» Exercise text
New rapid TB tests could reduce mortality

New York, Sep 4 (IANS) Researchers have documented the accuracy of three new tests for more rapidly diagnosing drug-resistant forms of tuberculosis (TB) which could ultimately make treatments more effective and reduce mortality.

“Our study shows that TB testing that once took two to three months can now be done in as little as a day,” said study co-author Richard Garfein, professor University of California, San Diego School of Medicine in the US.

“This means we can put people on the right medications sooner, spare them the toxic effects of drugs that are ineffective and prevent the development of drug resistant forms of TB that can occur when the wrong medications are given,” Garfein noted.

TB remains one of the world’s deadliest infectious diseases, causing an estimated 1.5 million deaths in 2013, according to the World Health Organisation.

TB is also the leading killer of people who have HIV.

For the study, sputum (a mixture of saliva and mucus coughed up from the lungs) from 1,128 study participants at TB clinics in India, Moldova and South Africa were examined using three rapid tests for detecting drug-resistant forms of TB.

Two of these tests use molecular techniques to look for genetic mutations in the pathogen’s DNA that confer resistance to antibiotics.

» Source information
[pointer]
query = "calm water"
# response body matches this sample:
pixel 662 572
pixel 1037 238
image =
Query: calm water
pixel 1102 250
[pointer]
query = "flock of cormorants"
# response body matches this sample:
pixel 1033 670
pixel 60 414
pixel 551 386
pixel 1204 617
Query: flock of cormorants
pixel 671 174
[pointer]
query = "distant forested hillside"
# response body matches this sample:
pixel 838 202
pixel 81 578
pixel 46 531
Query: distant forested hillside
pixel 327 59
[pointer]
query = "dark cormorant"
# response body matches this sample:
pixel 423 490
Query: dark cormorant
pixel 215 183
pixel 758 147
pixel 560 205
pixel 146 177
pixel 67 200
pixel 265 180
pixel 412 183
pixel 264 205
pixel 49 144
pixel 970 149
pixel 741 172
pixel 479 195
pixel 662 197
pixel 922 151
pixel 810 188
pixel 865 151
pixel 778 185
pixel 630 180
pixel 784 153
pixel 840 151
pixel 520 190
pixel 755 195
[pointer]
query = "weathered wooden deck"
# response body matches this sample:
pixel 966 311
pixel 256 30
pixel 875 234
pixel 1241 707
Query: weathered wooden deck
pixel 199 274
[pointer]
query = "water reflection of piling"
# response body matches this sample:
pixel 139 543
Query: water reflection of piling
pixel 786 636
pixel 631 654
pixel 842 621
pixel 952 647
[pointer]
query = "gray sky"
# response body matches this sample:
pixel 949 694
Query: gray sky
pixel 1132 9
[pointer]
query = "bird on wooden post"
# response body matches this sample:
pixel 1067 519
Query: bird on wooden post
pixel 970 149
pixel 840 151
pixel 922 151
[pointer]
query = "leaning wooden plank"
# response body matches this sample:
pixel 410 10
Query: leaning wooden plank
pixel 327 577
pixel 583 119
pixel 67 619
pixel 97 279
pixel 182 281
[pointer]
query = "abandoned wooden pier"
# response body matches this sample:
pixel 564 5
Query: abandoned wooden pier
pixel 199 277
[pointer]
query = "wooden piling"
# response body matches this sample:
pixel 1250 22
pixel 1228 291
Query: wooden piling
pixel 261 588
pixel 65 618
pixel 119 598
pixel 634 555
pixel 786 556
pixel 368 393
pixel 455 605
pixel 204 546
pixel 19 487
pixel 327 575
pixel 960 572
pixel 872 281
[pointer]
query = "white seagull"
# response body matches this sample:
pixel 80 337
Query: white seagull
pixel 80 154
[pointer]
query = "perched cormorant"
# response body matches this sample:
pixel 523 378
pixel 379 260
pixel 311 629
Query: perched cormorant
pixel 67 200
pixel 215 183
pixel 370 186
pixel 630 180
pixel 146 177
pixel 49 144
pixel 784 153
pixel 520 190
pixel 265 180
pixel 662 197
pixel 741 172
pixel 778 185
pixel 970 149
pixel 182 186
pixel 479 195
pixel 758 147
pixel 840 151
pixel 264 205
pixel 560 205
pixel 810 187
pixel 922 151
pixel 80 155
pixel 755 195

» Requirement 1
Answer these questions using the article on rapid TB tests:
(a) How many study participants provided sputum for examination?
(b) According to the World Health Organisation, how many deaths did TB cause in 2013?
(c) In which countries were the TB clinics in the study located?
» Requirement 2
Reproduce the article on rapid TB tests, everything from "For the study, sputum" down to "forms of TB.", with no changes.
The lines above are not needed for this work.

» Task response 1
(a) 1,128
(b) An estimated 1.5 million
(c) India, Moldova and South Africa

» Task response 2
For the study, sputum (a mixture of saliva and mucus coughed up from the lungs) from 1,128 study participants at TB clinics in India, Moldova and South Africa were examined using three rapid tests for detecting drug-resistant forms of TB.